→ **INFORMATION SUPPLIED**
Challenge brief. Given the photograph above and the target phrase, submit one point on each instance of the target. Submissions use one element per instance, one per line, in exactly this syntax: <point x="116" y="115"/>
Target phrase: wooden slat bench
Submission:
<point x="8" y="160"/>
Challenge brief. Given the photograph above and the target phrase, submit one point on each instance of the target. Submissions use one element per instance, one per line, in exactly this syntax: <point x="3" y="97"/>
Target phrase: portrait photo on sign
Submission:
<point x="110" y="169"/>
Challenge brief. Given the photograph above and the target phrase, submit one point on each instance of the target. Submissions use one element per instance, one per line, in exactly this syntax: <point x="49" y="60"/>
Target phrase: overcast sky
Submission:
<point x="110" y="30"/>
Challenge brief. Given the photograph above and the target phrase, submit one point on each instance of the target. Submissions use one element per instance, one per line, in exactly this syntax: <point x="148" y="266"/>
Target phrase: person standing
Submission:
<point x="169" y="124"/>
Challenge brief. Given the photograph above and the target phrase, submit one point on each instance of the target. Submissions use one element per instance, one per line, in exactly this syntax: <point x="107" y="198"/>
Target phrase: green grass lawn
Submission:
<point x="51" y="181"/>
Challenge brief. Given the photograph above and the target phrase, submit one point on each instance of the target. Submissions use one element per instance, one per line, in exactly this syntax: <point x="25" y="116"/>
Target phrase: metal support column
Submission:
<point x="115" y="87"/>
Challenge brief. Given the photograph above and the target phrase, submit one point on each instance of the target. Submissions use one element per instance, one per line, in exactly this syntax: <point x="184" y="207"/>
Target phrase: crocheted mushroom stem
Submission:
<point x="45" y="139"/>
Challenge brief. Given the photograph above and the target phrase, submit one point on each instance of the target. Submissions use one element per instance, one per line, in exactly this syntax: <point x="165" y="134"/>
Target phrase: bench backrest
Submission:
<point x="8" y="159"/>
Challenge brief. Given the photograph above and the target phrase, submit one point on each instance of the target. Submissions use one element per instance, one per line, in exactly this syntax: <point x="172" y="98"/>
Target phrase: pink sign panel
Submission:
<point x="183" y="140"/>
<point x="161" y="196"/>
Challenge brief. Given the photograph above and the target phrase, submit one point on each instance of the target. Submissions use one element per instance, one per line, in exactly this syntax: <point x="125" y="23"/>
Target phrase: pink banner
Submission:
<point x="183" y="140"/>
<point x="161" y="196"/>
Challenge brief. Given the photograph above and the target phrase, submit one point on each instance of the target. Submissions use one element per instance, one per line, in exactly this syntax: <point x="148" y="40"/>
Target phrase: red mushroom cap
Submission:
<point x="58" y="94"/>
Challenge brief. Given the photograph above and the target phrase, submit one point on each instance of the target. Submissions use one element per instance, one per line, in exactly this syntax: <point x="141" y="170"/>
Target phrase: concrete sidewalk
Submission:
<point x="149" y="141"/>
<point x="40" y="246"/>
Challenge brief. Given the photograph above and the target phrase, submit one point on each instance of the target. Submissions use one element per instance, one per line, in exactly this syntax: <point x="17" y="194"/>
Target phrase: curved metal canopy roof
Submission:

→ **YOUR OBJECTIVE**
Above are the entries; copy out every line among them that contains the word "pink".

→ **SOLUTION TO THIS PROBLEM**
Target phrase: pink sign panel
Target phrase: pink banner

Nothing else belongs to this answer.